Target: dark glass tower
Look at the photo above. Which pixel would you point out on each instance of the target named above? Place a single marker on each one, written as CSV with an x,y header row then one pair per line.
* * *
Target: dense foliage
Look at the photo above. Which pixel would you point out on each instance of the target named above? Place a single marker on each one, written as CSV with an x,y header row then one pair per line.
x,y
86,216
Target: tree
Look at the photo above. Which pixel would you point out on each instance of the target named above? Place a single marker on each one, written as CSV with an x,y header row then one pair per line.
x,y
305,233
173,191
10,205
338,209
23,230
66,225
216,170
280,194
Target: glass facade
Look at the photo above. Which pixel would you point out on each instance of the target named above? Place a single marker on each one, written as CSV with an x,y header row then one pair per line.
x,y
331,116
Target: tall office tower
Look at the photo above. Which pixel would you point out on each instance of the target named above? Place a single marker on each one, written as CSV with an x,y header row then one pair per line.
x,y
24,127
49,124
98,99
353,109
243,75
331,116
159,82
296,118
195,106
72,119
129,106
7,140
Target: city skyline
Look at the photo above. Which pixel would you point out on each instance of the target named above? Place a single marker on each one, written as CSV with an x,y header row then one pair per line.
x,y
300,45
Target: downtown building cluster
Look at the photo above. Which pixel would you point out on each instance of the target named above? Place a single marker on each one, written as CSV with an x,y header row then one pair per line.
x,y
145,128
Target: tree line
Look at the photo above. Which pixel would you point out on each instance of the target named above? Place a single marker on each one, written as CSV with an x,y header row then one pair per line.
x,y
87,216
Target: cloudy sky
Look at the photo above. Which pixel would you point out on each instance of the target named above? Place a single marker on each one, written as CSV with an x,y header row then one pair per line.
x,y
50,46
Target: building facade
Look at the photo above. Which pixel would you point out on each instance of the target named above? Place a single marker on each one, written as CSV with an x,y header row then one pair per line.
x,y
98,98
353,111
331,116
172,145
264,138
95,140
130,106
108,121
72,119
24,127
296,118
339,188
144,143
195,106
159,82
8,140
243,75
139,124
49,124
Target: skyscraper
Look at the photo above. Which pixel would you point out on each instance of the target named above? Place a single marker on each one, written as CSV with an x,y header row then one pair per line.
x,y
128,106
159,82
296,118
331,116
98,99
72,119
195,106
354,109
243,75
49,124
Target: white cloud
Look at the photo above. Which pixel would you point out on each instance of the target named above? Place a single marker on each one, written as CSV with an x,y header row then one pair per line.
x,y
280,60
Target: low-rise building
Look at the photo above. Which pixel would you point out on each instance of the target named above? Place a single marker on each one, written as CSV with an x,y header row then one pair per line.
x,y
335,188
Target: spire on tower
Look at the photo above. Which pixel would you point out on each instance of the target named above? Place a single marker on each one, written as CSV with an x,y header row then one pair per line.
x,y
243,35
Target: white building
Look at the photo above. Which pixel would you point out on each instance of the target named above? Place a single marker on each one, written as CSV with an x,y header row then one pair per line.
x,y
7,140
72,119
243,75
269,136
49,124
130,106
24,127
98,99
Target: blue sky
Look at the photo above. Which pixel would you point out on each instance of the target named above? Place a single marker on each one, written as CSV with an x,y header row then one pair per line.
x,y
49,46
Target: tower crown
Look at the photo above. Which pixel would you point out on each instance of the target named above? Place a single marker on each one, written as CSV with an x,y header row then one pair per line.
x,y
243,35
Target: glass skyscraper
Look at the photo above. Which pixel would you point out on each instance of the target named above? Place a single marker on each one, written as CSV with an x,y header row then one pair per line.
...
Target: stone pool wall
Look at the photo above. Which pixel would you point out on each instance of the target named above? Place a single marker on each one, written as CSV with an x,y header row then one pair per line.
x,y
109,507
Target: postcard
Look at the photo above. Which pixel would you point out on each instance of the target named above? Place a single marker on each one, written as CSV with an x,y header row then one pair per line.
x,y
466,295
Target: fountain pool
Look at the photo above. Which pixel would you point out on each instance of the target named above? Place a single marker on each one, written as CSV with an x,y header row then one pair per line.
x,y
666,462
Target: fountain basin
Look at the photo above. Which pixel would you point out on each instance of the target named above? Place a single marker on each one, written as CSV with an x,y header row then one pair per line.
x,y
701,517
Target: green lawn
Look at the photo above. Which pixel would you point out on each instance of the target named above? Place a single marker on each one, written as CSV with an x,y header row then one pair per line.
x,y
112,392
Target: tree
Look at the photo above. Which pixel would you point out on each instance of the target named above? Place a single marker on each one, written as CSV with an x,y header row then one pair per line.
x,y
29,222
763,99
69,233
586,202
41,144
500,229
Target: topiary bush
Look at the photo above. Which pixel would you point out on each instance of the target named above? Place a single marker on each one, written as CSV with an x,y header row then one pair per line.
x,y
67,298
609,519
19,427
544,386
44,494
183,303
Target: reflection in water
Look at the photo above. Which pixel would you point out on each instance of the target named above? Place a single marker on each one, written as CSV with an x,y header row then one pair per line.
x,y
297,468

• [Task]
Could you transcribe the entries above word for word, from the line with "Target: stone pool wall" down to the line with "Target: postcard", keeping both?

• [Reply to the task]
Target: stone pool wall
Look at the photo above. Which pixel would you point out on each instance of the target named above? Place a single marker on each one, written as CSV with an x,y header row then one pair per line.
x,y
109,507
Target: postcard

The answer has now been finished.